-- Begin --
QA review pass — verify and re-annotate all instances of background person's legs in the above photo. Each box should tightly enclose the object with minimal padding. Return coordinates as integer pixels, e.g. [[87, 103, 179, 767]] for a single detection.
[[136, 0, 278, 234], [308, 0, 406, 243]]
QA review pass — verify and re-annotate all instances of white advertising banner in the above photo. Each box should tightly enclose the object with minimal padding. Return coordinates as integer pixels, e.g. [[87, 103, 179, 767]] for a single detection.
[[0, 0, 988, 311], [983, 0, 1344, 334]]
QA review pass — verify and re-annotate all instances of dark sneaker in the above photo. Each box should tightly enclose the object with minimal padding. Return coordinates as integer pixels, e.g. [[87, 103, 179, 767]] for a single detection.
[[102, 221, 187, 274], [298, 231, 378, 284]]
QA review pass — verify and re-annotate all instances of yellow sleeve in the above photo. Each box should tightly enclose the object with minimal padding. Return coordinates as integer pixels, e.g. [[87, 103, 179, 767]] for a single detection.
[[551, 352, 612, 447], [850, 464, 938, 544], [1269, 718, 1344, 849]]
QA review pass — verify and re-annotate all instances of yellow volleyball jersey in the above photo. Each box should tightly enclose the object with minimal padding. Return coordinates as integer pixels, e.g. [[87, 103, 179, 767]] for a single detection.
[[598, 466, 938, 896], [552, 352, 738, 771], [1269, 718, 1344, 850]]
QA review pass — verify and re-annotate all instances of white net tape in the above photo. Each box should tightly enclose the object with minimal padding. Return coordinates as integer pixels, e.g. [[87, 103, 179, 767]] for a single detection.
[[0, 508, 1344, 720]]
-- End --
> TASK PROMPT: Copy out all the records above, substituting "closely" for every occurrence of "tightly" and leaving everything else unchanged.

> EXPECTED ANSWER:
QA review pass — verify and re-annotate all instances of background person's legs in the above photo. Each box should closely enclose the object with minimal padding. Return coordinates as integer pixels, e.g. [[87, 103, 179, 767]] for a single detection.
[[136, 0, 278, 234], [308, 0, 406, 243]]
QA review pass — verify and re-annotate all instances of white advertising banner in the above photo. Each box should closely enclose the object with minimal padding. Return coordinates as integer pixels, e.g. [[87, 103, 179, 767]] for a single detection.
[[0, 0, 988, 311], [983, 0, 1344, 334]]
QA review pass — verify and re-annotate all instances of dark sneaker in the above photo. Each box should closely enclose the object with minimal padding. Return coordinates as integer pixels, e.g. [[87, 103, 179, 767]] for a single detection.
[[102, 221, 187, 274], [298, 231, 378, 284]]
QA review pass — verify and re-annotate all instances of yellow sleeve in the above photo. Each box should closely enclose the object with minimal padding. Return coordinates as integer pixels, e.g. [[87, 103, 179, 767]] for a single detection.
[[551, 352, 612, 447], [850, 464, 938, 544], [1269, 718, 1344, 849]]
QA review pass — verify and re-annotate all instances of yellow volleyball jersey in the above photo. Each box should closely enclose the object with minimal padding. Return coordinates as integer pixels, e.g. [[87, 103, 179, 767]] for a single detection.
[[598, 466, 938, 896], [552, 352, 738, 771], [1269, 718, 1344, 850]]
QA review pass — verify and re-annotate all instances of white net tape in the above photo. Each box should closely enclose the object with minimal padding. Return coordinates as integer pixels, e.g. [[87, 103, 179, 767]] for a single detection.
[[0, 508, 1344, 720]]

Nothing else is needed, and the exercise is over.